**Task prompt:**
In the abstract on outpatient capacity allocation, what multiple of the total expected demand is suggested as the estimate of effective demand?

(Reading passage)

Optimal Outpatient Capacity Allocation under the Capacity-Addition Policy

•Capacity-addition policy allocates additional capacity in a demand-driven approach;•This paper addresses the joint allocation decisions on additional and regular capacity;•Several properties are proposed to solve the difficulty in the infinite solution space;•1.1 to 1.2 times expansion of the total expected demand estimate is suggested;•The optimal regular capacity is stable to the variety of no-show probability. Outpatient departments are under great pressure to meet increasing demand with limited medical resources. Facing a high-demand environment, the capacity-addition policy (CAP) has been widely applied, where outpatients allocate additional capacity in a demand-driven approach. Under the CAP, outpatient managers estimate an effective demand. Additional capacity is determined depends on the relationship between the estimate and regular capacity. Moreover, regular capacity is also a decision variable, which leads to great difficulties when conducting capacity allocation. The joint decisions on the optimal regular capacity, its allocation scheme of different phases and proper rule for estimating the effective demand become important concerns for outpatient managers, under uncertainties in demand and patient no-show. This paper addresses the problem towards maximizing the expected profit composed of expected revenue minus the costs of idleness and overwork. Several properties are proposed to address the difficulty in the infinite solution space. Properties help transform the joint decisions into orderly single decisions and prove the unimodality of the objective. Algorithms are designed accordingly. Experiments indicate that it is better to pre-offset the effect of no-show rather than consider its reduction in the determination of additional capacity. Outpatient managers need to enlarge the estimate of effective demand, and 1.1 to 1.2 times of the total expected demand is suggested, where outpatients can balance the expected overload with the expected profit. The optimal regular capacity is stable to the variety of no-show probability.

(End Reading passage)
(Given information)

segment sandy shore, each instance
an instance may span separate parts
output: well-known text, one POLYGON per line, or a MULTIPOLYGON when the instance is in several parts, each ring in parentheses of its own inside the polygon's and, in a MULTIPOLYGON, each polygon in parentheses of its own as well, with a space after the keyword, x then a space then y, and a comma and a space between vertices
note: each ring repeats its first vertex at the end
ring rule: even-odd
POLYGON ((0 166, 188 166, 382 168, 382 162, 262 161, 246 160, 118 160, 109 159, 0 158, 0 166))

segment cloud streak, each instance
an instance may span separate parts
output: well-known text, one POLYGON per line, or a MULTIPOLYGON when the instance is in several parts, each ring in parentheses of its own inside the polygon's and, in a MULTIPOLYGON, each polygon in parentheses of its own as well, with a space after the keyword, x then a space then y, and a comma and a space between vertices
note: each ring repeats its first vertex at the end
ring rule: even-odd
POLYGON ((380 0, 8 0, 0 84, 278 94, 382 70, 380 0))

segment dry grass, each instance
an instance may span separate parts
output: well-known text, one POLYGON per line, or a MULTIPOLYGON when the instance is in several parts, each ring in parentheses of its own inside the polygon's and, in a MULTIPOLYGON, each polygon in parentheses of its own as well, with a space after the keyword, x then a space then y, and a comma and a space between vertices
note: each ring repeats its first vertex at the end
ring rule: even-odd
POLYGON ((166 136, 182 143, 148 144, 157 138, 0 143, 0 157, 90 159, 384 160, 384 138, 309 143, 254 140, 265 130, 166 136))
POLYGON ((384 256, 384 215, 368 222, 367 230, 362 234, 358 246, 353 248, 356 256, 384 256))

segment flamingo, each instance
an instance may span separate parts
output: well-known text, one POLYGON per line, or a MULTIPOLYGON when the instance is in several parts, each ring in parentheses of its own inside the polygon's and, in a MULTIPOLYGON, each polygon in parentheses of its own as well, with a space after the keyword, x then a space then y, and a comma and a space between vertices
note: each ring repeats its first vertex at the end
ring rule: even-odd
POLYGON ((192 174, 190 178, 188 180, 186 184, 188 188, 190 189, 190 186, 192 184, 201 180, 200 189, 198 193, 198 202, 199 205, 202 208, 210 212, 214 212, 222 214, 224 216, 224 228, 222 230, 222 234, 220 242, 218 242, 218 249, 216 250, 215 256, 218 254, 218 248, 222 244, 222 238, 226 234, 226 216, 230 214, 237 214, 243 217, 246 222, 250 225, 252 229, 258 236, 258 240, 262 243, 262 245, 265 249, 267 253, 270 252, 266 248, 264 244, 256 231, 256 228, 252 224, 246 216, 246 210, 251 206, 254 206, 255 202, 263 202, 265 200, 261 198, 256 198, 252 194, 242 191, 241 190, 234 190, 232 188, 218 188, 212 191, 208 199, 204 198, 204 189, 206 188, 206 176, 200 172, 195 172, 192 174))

(End Given information)

**Task answer:**
1.1 to 1.2 times the total expected demand.